** Reading text follows **

A combination of the following search terms were used: imaging of the white matter (“diffusion” or “tensor” or “tractography” or “TBSS” or “tract-based spatial statistics”) and depress∗, and adolescen∗. Per the Preferred Reporting Items for Systematic Reviews and Meta-Analyses (PRISMA) guidelines,²⁷ 2 separate online databases were searched, including PubMed and PsycINFO (Appendix 1). The search was originally conducted on July 21, 2021, and was updated August 3, 2022, to incorporate the most recently published literature. Records (abstract and title) were reviewed independently by 2 reviewers (P.R. and V.M. for the initial search, and P.R. and C.L. for the updated search) who determined which records met criteria for review of the full paper. The lists of full papers were compared and discussed by the 2 reviewers, and any discrepancies were resolved.

Per the PRISMA guidelines,²⁷ the 2 reviewers independently reviewed the full papers and determined whether these meet criteria for inclusion in the systematic review. The reviewers compared their lists of articles to be included in the systematic review, and any discrepancies were resolved (if needed, by a third reviewer, D.P.D.). In addition, the 2 reviewers independently examined the reference lists of the selected full-text articles and identified any additional references that might be relevant for the systematic review. The reviewers discussed these lists and resolved any discrepancies; after independent assessment of any additional selected full-text articles by the 2 reviewers, the 2 reviewers discussed the finalized list of articles to be included in the systematic review and resolved any discrepancies (if needed, by a third reviewer, D.P.D.).

** End of Reading text **

Required action A
Why was the literature search in the search methods passage updated on August 3, 2022?
Required action B
Which two online databases were searched, according to the search methods passage?

** Listed entries follows **

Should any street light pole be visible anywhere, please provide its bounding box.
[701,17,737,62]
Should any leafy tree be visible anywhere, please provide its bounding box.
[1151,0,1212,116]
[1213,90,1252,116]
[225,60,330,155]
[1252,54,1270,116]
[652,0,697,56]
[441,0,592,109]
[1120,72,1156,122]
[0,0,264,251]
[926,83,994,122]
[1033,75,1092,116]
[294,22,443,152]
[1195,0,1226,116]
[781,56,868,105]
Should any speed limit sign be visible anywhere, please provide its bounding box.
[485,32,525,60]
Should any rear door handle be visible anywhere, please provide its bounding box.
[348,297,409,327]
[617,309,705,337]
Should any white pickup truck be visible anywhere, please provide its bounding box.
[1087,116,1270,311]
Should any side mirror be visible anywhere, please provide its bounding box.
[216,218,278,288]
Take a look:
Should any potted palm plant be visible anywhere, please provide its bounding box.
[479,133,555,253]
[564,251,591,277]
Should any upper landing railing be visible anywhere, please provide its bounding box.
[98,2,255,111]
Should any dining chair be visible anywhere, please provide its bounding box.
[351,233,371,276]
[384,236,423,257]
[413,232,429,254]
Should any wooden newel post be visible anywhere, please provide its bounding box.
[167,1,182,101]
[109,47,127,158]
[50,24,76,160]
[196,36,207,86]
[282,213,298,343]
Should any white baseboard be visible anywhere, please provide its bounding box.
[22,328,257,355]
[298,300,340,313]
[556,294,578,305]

** End of Listed entries **

Written solution A
The search was updated on August 3, 2022, to incorporate the most recently published literature. The original search had been conducted on July 21, 2021.

Written solution B
PubMed and PsycINFO.